EXCERPT:
****

The statement was made during the company's most recent earnings call, indicating it is quintupling down on AI for the future.
By Josh Norem
Intel Core Ultra chip, exploded view
Credit: Intel

When Intel launched its all-new Meteor Lake CPUs in late 2023, it announced the era of the AI PC had arrived. That's because it has dedicated AI hardware baked into it, and AMD is doing the same with its newest CPUs. Therefore, the race for AI dominance in the CPU world has officially begun, and now Intel is claiming it will achieve a 5X increase in AI performance in the coming years. This signifies that AI performance may become critical when considering a CPU's overall performance.

The announcement about Intel's AI ambitions came in the company's most recent earnings call and was delivered by CEO Pat Gelsinger. On the call, via Tom's Hardware, he stated that this year's Arrow Lake desktop and Lunar Lake mobile platforms will offer triple the AI performance of Meteor Lake. Those platforms will then be followed up in 2025 by Panther Lake on desktop, which will add another 2X uplift for AI. This is the first time we can recall Gelsinger mentioning the AI performance of upcoming platforms on an earnings call, highlighting how important this metric has become for the company's future.

****

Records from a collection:
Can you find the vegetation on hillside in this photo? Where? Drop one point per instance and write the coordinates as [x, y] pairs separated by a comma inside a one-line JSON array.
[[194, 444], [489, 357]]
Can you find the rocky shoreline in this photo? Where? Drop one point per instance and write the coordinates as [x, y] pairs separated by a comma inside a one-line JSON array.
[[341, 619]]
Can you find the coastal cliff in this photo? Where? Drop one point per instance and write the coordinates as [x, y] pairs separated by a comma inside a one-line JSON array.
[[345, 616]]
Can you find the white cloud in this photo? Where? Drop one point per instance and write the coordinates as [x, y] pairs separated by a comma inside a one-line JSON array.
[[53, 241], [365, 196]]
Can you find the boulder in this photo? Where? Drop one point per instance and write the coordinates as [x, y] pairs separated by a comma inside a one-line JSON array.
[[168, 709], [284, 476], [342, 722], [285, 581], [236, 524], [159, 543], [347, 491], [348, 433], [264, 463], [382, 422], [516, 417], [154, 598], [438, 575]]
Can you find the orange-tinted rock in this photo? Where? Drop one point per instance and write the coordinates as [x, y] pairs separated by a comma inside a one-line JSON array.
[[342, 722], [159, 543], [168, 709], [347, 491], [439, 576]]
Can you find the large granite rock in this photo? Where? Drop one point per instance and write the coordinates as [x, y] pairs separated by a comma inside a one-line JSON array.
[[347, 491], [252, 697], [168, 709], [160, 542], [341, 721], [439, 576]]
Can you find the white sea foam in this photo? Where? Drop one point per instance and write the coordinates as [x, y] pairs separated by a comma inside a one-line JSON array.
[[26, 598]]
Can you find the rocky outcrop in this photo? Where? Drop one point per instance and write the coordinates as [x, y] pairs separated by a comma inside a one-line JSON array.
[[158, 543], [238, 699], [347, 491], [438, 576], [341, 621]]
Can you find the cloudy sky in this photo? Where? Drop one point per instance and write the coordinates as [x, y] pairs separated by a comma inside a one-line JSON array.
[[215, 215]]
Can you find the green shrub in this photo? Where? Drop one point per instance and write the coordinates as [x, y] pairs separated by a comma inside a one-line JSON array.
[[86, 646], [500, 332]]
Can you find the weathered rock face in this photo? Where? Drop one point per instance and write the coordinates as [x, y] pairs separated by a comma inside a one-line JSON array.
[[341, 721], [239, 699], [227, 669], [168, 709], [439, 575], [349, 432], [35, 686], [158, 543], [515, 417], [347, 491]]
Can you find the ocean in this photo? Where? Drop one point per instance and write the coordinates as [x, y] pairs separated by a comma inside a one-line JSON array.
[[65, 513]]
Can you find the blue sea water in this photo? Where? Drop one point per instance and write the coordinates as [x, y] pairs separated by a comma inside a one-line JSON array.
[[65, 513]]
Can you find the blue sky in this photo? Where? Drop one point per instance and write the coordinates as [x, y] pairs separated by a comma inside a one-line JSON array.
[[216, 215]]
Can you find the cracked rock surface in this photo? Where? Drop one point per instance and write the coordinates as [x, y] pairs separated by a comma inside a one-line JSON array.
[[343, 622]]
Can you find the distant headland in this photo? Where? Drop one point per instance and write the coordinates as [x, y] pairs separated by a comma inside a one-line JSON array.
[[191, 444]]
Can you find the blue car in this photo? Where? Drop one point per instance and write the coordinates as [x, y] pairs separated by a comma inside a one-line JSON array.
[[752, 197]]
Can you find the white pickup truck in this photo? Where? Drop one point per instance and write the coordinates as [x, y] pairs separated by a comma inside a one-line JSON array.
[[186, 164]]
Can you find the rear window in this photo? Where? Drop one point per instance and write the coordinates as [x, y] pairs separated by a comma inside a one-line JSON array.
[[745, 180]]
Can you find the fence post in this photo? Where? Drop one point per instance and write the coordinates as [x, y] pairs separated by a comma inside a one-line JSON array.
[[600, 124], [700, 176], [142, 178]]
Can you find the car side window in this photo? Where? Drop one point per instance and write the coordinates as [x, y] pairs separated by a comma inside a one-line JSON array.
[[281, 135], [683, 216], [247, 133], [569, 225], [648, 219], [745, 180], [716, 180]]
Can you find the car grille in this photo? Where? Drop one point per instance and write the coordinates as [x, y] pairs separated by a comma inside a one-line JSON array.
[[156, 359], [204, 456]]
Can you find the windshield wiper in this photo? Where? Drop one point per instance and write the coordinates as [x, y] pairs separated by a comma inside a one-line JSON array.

****

WHAT TO DO:
Write out the passage from the article on Intel's AI plans between "When Intel launched" and "CPU's overall performance.", inclusive, with no changes.

TASK OUTPUT:
When Intel launched its all-new Meteor Lake CPUs in late 2023, it announced the era of the AI PC had arrived. That's because it has dedicated AI hardware baked into it, and AMD is doing the same with its newest CPUs. Therefore, the race for AI dominance in the CPU world has officially begun, and now Intel is claiming it will achieve a 5X increase in AI performance in the coming years. This signifies that AI performance may become critical when considering a CPU's overall performance.